PROBLÈME À RÉSOUDRE —
Redonnez intégralement les lignes des enregistrements allant de celle qui contient « Target: terracotta chimney pot » jusqu'à la fin des enregistrements, ces deux bornes comprises. Multipliez chaque coordonnée figurant dans les réponses par 1,3 et arrondissez-la à l'entier le plus proche, les demis étant arrondis vers le haut.

____ DOCUMENTS SOURCES

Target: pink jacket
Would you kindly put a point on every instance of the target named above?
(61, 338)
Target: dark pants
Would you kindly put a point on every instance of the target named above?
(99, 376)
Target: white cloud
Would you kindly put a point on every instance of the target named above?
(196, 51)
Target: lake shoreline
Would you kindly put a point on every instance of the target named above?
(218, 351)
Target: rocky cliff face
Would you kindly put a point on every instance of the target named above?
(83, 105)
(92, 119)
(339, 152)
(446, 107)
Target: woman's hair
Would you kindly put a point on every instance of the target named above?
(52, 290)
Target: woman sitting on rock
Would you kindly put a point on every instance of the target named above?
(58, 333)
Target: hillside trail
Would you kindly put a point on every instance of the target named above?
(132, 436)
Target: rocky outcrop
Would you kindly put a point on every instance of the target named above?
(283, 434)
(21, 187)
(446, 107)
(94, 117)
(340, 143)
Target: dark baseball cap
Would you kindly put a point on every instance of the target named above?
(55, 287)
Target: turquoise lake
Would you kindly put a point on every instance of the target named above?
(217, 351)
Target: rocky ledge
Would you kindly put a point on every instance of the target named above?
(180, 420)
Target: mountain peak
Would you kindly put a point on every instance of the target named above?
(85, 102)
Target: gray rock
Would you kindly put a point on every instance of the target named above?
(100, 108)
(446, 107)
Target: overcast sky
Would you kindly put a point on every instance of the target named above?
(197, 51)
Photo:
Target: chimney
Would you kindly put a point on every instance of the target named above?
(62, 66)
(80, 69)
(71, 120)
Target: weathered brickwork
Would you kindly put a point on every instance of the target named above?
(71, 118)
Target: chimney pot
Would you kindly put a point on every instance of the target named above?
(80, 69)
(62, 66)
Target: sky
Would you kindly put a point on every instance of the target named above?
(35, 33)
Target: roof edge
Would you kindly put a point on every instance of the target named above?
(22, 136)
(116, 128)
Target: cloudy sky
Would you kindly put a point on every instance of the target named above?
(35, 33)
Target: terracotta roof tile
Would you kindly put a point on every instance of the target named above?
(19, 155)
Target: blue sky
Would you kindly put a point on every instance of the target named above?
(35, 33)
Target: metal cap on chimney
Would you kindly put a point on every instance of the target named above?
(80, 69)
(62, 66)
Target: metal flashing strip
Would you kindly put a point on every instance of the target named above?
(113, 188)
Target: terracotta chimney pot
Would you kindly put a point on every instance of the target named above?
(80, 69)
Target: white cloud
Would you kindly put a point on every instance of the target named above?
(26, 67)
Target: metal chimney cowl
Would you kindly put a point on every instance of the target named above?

________

SOLUTION DU PROBLÈME —
Target: terracotta chimney pot
Would you kindly put a point on every instance of the target named above?
(104, 90)
Target: white cloud
Would you kindly put a point on every instance of the target named above?
(34, 87)
Target: metal chimney cowl
Would you kindly put a point on every instance of the target named above?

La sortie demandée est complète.